Extract
** begin **

Advice about online dating in general
Perhaps the most "real" advice I received about online dating came from my friend Ann, who told me I'd need to devote at least an hour every day if I was going to be serious about it. This seemed excessive to me when she first said it, but Ann was absolutely right; while reading new profiles took only a few minutes, responding to communications (whether the 5 questions or short answer essays or especially the full-length eH mails) could easily consume an hour or more each evening. Possibly some might call that time wasted, though I'd contend it was more of an investment (in addition to the financial investment I was already making in eHarmony). Any case, I mention this because the time requirement was, to me, one of the most surprising aspects of online dating.
A couple years ago, in reflecting on my own journey, I made a list of other practical advice I'd like to offer to my friend and anyone else embarking on the online-dating road (though admittedly most of this is just reiterating the standard stuff you'll find in other opinion pieces around the web).
- plan to spend 2-5 hours in order to set up a quality dating profile; also, the more pictures you upload, the better; choose also a variety of angles & environments - headshot, torso, full-body, group shots with friends, etc
- once you start communicating with your matches, plan to spend at least an hour a day or more on answering questions/mails, and looking at new matches. I never believed my friend when she told me how much work online dating takes, but it does take a serious time commitment. That's not to scare you away, just letting you know it's not something that will only be like 5 minutes a day.
- dating can become expensive if you let it; when suggesting a date, you don't always have to do dinner/lunch (and even then, it's up to you if you pay for both of you or go Dutch, as long as that's communicated in advance). You can also do activities that are free and still fun, like walks in the park, window shopping around the mall, outdoor street/music festivals/shows, etc.
- have standards, but be open to going on a first date with someone who may be on the periphery of what you thought you were interested in. I'll once again commend the book How to Get a Date Worth Keeping by Dr. Henry Cloud.
- try not to take it personally if someone you were interested in doesn't respond, or blocks you. I'd guesstimate that less than 5% of the women to whom I sent 5 questions ever responded, and of those only a handful resulted in an actual in-person date. It's a numbers game. One of my guy-friends joined eH and then was SUPER picky about who he'd send 5Qs to (like, on the order of one woman a week). I wasn't surprised when he complained to me that he wasn't having any success. On my end, I would send 5Qs to anyone I thought looked even remotely interesting, probably a few dozen each week. Like I said, most didn't respond, but of the ones who did and with whom I messaged and eventually went out, we had a really great time.
- following on to the above two points, if you do see a [figurative] red flag on someone's profile, it's okay to block them and move on; this is also why I didn't take it personally when the same happened to me, because who knows what red flags she might have seen on my profile - you should never have to try to convince someone to go out with you.

** end **

Given exercise 1
Identify every line in the records that contains the string "person", and copy each of those lines.
The records have no connection to the online-dating text.

Given entries
** begin **

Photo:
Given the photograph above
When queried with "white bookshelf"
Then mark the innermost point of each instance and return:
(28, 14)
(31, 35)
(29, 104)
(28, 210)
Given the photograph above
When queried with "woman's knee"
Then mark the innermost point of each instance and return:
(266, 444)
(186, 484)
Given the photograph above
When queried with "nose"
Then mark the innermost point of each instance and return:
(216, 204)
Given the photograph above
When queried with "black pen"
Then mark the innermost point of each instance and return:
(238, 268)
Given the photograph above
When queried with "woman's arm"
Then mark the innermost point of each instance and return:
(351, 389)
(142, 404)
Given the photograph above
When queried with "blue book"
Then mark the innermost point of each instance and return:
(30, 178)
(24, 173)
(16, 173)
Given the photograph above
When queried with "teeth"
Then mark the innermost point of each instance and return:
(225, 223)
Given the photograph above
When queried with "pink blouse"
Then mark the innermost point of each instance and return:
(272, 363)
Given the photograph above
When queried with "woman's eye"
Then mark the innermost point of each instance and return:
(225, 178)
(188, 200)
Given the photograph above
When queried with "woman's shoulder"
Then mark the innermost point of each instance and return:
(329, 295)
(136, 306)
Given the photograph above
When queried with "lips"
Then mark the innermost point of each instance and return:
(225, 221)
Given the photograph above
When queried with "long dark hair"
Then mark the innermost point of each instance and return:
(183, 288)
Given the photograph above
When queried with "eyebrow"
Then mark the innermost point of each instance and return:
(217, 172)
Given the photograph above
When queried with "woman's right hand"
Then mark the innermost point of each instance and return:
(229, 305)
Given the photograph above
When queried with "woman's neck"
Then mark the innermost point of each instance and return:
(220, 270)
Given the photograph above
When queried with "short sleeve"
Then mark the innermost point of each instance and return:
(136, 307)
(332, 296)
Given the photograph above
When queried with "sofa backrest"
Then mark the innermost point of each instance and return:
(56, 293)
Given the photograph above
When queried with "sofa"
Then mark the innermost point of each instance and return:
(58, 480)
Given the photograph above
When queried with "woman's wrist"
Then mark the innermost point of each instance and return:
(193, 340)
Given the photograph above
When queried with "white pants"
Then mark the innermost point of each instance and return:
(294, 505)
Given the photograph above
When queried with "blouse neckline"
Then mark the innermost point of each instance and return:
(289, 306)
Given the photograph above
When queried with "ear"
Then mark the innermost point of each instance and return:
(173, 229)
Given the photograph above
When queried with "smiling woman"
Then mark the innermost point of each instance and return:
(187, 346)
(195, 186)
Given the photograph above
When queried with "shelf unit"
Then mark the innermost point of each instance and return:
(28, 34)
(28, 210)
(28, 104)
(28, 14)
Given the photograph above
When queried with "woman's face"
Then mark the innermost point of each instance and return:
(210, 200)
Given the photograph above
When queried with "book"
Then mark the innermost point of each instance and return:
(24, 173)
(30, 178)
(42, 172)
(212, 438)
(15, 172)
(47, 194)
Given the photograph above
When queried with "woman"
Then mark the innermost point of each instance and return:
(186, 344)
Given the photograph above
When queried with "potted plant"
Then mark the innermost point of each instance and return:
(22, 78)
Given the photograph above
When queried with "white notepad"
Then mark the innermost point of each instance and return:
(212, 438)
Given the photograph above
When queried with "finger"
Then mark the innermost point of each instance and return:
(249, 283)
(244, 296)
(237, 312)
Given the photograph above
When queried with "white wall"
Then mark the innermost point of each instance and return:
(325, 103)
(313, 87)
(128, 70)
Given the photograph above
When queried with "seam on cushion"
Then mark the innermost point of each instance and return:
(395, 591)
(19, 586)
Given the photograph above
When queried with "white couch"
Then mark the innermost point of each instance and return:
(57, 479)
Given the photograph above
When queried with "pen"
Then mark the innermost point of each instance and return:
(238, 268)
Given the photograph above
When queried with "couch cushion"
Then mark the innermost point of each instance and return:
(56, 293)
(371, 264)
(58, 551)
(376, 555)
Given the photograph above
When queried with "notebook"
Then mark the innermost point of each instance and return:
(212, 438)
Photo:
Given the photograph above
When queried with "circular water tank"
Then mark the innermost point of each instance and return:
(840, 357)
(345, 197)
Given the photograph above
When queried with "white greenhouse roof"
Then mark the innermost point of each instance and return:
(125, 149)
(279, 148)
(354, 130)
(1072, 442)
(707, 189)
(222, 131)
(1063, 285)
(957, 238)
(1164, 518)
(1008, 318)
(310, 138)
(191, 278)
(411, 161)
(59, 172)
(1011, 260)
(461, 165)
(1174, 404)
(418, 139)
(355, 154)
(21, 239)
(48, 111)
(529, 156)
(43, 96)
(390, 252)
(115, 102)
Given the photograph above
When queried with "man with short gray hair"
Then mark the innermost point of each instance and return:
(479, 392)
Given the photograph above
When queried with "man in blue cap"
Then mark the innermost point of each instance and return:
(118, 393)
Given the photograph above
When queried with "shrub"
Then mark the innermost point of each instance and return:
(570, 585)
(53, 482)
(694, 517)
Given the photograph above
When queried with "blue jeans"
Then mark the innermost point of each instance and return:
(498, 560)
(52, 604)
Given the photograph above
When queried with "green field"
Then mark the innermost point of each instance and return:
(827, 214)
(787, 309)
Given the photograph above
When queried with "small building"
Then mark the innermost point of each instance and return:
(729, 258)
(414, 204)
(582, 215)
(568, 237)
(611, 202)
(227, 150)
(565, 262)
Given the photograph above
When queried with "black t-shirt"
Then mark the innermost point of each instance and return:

** end **
** begin **

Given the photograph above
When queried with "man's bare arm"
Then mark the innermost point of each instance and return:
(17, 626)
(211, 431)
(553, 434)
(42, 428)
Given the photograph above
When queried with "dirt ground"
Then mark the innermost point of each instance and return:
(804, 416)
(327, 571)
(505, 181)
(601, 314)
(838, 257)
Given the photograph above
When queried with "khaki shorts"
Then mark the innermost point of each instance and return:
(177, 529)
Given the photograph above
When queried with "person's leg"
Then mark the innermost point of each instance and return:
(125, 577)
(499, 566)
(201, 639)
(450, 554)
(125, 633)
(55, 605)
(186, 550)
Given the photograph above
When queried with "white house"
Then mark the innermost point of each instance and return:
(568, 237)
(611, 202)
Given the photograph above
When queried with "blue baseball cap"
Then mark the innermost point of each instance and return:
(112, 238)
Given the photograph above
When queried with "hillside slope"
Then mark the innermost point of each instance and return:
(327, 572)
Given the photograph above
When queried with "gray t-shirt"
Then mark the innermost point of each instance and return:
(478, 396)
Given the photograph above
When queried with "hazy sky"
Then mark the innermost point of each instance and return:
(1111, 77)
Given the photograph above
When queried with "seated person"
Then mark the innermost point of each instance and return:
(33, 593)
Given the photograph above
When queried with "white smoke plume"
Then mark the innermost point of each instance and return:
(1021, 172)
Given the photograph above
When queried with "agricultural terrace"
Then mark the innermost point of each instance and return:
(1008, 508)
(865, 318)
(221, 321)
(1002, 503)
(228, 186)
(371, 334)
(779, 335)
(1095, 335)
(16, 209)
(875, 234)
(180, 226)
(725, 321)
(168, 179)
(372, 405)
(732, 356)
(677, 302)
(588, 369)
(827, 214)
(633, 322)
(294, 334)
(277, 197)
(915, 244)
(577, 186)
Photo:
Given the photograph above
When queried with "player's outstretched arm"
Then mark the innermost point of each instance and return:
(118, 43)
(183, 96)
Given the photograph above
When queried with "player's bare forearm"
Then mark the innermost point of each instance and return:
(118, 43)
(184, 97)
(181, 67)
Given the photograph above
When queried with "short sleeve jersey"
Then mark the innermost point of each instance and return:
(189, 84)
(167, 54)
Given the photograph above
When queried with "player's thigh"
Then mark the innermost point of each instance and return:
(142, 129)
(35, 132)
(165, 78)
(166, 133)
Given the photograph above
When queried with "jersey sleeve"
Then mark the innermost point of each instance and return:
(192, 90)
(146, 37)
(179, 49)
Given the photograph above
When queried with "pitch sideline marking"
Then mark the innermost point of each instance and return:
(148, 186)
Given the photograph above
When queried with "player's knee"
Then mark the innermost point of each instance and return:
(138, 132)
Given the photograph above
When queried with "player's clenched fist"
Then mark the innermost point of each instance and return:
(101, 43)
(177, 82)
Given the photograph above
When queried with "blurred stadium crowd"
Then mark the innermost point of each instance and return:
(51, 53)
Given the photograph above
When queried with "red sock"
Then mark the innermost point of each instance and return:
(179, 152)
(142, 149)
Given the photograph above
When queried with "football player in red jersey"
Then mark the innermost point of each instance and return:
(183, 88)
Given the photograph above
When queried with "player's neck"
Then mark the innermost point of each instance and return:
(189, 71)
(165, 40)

** end **
** begin **

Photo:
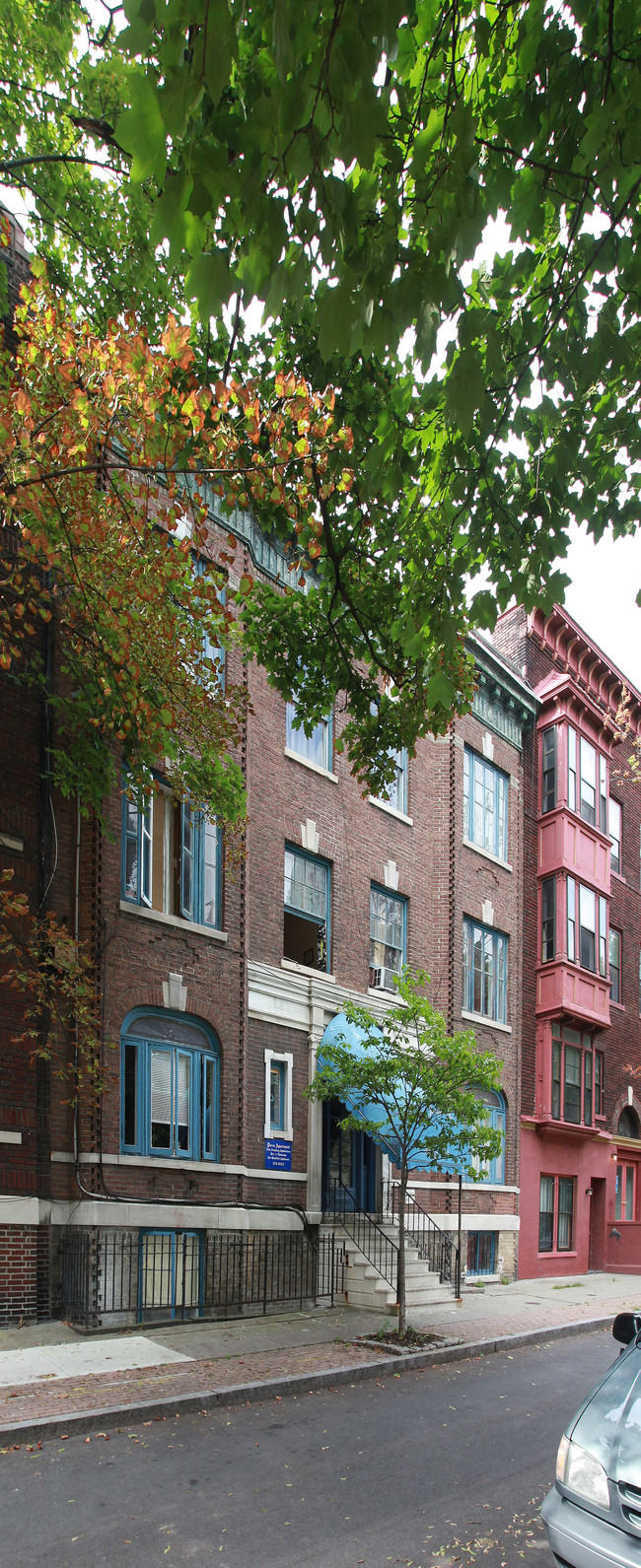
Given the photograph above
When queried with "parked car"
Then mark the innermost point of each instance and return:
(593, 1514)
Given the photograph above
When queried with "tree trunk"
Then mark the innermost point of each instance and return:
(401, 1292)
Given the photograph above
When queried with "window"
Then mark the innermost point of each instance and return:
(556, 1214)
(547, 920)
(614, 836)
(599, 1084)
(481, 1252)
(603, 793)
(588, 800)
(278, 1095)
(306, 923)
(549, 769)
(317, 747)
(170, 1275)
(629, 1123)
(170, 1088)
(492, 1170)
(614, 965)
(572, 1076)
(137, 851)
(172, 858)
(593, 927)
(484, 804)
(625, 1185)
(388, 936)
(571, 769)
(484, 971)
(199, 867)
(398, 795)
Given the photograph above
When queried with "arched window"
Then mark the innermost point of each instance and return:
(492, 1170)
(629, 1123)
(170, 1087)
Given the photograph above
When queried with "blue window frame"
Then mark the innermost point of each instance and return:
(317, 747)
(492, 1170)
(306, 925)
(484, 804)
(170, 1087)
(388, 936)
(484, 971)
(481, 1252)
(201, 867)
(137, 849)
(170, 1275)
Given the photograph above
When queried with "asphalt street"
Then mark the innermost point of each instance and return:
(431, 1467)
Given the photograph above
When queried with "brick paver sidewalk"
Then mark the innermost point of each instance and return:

** end **

Given exercise 2
For each statement, state yes or no depending on whether it agrees with the online-dating text, and quote the exact words of the text that decide it. (a) The writer estimates that fewer than 5% of the women sent 5 questions ever responded. (b) The text advises uploading as few pictures as possible. (c) The text says a quality dating profile takes under an hour to set up.

Task solution 1
When queried with "person's leg"
When queried with "seated person"

Task solution 2
(a) Yes: "I'd guesstimate that less than 5% of the women to whom I sent 5 questions ever responded"
(b) No: "the more pictures you upload, the better"
(c) No: "plan to spend 2-5 hours in order to set up a quality dating profile"